依頼文: イカルイトのゴミ火災に関する文章の続きを、最後の文の直後から書いてください。

提示文:

しかしイカルイトのゴミ火災は12月以来4件目。運の悪さだけでは片付けられない何かがあるはずです。リポーターであり現地住人でもあるPeter WordenさんがViceに書いたところによると、それはゴミ処理の不徹底であることがうかがえます。2002年までイカルイトでは露天焼却を処理場で行っていたのですが、この方法に危機感を覚えた市民が市を訴えて止めさせました。これによって大気汚染は改善されたものの、ゴミは溜まるいっぽう。火災の燃料や発火の原因がどんどん積まれていくことになったのです。
Wordenさんによれば、イカルイトにここまでゴミが溜まるのはリサイクルがほぼ行われていないからだそうです。市があまりに離れた場所にあるため、リサイクル施設へ向かうと燃料費がかさんでしまうのです。そのため、ダンボールや布団、余ったペンキにバッテリ、生ゴミなどが処理場に捨てられ、現在炎をあげているわけです。
あるエンジニアは、「燃えやすいダンボールや木、紙などを分別し、クリーンに焼却することで火災の燃料を減らすのが最善」とViceで語っていましたが、今回の火には手遅れのようですね。

提供データ:
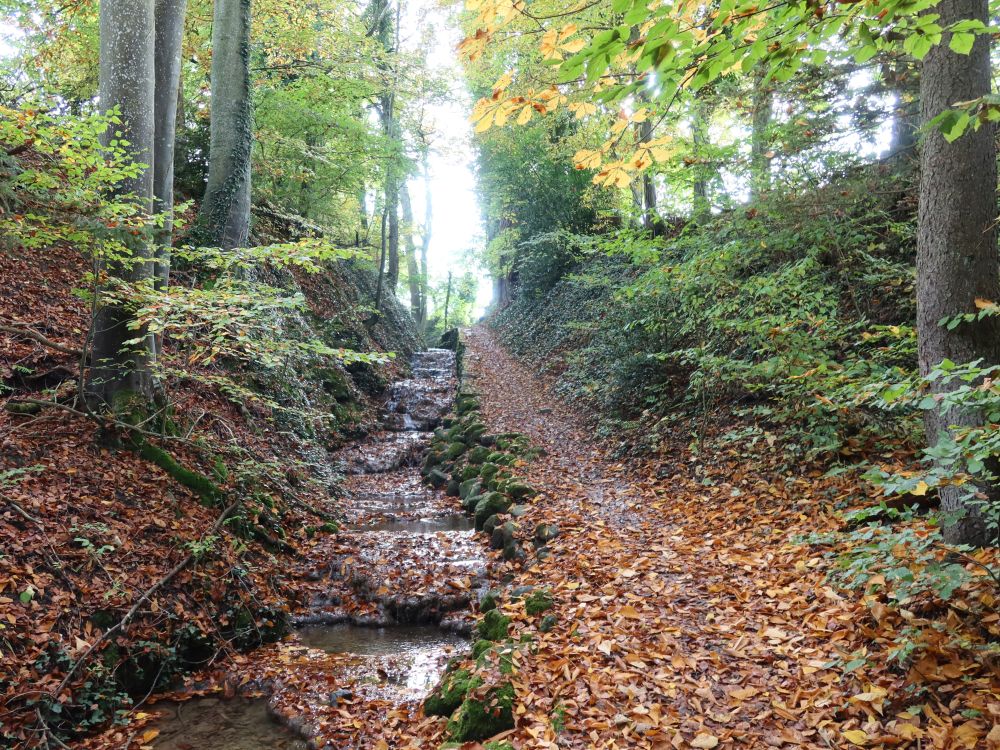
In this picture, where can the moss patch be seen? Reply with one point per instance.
(481, 717)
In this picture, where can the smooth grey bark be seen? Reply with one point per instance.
(425, 240)
(412, 272)
(762, 103)
(121, 374)
(225, 211)
(701, 206)
(169, 22)
(957, 242)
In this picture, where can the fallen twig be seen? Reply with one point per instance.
(39, 338)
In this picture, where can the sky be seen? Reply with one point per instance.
(456, 221)
(456, 225)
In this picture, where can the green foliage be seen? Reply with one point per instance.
(791, 316)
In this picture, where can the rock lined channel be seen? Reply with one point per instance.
(392, 588)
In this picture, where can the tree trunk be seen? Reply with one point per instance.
(760, 121)
(957, 242)
(225, 211)
(701, 206)
(412, 272)
(121, 376)
(169, 19)
(425, 242)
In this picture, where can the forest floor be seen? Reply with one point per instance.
(687, 613)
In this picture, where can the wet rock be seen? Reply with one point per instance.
(537, 602)
(488, 601)
(437, 478)
(503, 535)
(479, 718)
(469, 504)
(491, 503)
(520, 491)
(337, 696)
(478, 455)
(493, 626)
(450, 693)
(468, 487)
(513, 551)
(487, 471)
(545, 533)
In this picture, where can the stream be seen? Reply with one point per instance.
(391, 589)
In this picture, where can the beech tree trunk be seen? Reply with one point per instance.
(120, 375)
(412, 272)
(701, 207)
(169, 20)
(957, 242)
(225, 211)
(760, 121)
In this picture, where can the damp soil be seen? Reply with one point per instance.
(391, 590)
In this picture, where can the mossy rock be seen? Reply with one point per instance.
(545, 533)
(488, 470)
(469, 504)
(210, 493)
(437, 478)
(469, 487)
(478, 455)
(22, 408)
(473, 432)
(490, 504)
(493, 626)
(520, 491)
(480, 648)
(490, 525)
(455, 450)
(537, 602)
(479, 718)
(450, 692)
(513, 551)
(500, 653)
(432, 459)
(502, 535)
(488, 601)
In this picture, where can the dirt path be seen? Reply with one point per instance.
(686, 616)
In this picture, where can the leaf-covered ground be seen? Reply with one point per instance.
(689, 617)
(687, 614)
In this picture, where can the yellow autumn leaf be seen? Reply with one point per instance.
(856, 736)
(585, 159)
(567, 31)
(582, 109)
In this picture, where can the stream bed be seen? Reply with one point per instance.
(394, 585)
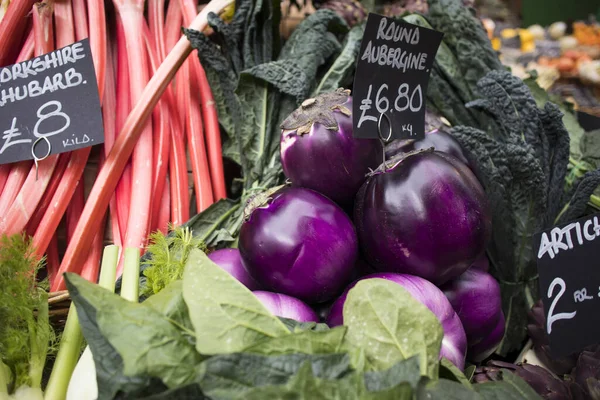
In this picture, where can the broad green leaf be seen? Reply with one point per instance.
(444, 389)
(126, 357)
(405, 371)
(234, 375)
(187, 392)
(391, 325)
(226, 316)
(305, 386)
(470, 371)
(305, 342)
(510, 388)
(169, 302)
(206, 224)
(451, 372)
(343, 67)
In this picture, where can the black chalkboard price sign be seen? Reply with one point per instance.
(49, 105)
(391, 78)
(568, 260)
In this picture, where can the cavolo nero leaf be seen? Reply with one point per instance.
(444, 389)
(510, 388)
(406, 371)
(390, 325)
(342, 69)
(226, 316)
(232, 376)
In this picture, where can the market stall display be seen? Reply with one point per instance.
(304, 262)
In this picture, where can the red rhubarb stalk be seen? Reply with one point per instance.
(25, 54)
(131, 14)
(80, 17)
(123, 192)
(68, 183)
(106, 182)
(162, 139)
(110, 134)
(173, 24)
(196, 144)
(30, 194)
(97, 31)
(180, 201)
(156, 20)
(12, 27)
(212, 133)
(164, 213)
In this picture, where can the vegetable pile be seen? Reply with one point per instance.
(208, 337)
(337, 268)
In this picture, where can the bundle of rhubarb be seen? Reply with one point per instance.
(151, 133)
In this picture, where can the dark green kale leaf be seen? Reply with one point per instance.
(466, 38)
(342, 70)
(522, 165)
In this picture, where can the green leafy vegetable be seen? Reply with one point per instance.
(390, 325)
(226, 316)
(131, 342)
(235, 375)
(445, 390)
(406, 371)
(510, 388)
(306, 342)
(169, 254)
(342, 70)
(522, 165)
(25, 332)
(170, 303)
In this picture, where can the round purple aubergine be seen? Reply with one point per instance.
(286, 306)
(231, 261)
(454, 343)
(319, 152)
(439, 139)
(424, 214)
(475, 295)
(299, 243)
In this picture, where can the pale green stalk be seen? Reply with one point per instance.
(39, 337)
(72, 338)
(131, 274)
(4, 379)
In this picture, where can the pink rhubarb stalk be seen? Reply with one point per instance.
(123, 192)
(131, 13)
(72, 175)
(30, 194)
(12, 27)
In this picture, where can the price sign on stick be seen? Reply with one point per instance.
(49, 105)
(391, 78)
(568, 260)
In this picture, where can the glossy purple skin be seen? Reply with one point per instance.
(482, 263)
(486, 347)
(331, 162)
(301, 244)
(454, 343)
(285, 306)
(426, 216)
(438, 139)
(231, 261)
(475, 296)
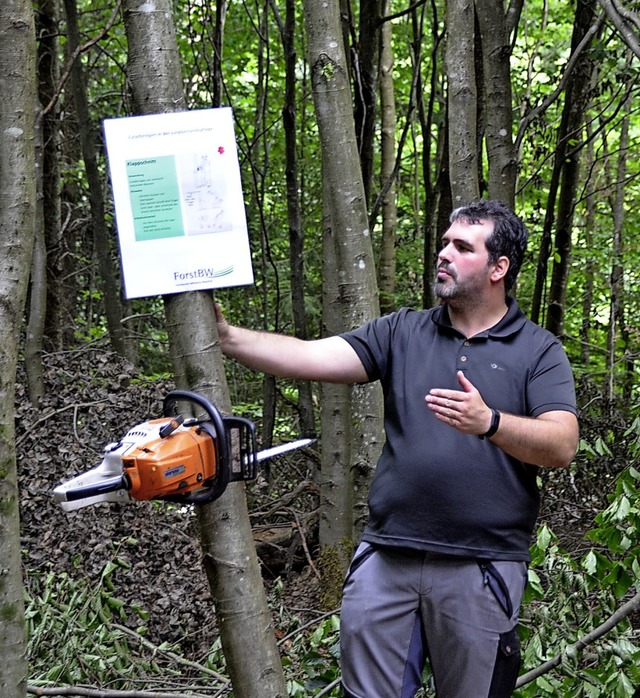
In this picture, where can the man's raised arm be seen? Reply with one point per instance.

出力結果:
ゴミ火山の死
イカルイトの消防署は当初、「ゴミが燃え尽きるのを待つ」方針をとっていました。いつ崩れるかわからないゴミの山は消防士にとって危険なうえ、市にとって貴重な水資源を大量に使ってしまうからです。しかし、ご覧の通りこの作戦は失敗に終わりました。
現地時間先週の水曜日、ついに市議会は220万ドルの鎮火計画を承認しました。14人の消防士が1ヶ月間、1日あたり12時間作業して鎮火にあたります。力づくの策ですが、他のハイテクな手段よりも安上がりだったのです。
当初あげられていた策は、先述のものよりコストが2倍かかるうえ、無謀な挑戦のようでした。それは塩水のタンクを建設し、燃えているゴミをクレーンでひとつかみずつ水につけていくというものです。他にも泡や不活性ガスを使って酸素を奪う方法も模索されました。
1ヶ月におよぶマンパワー作戦でゴミ火山が鎮火するのを願うばかりです。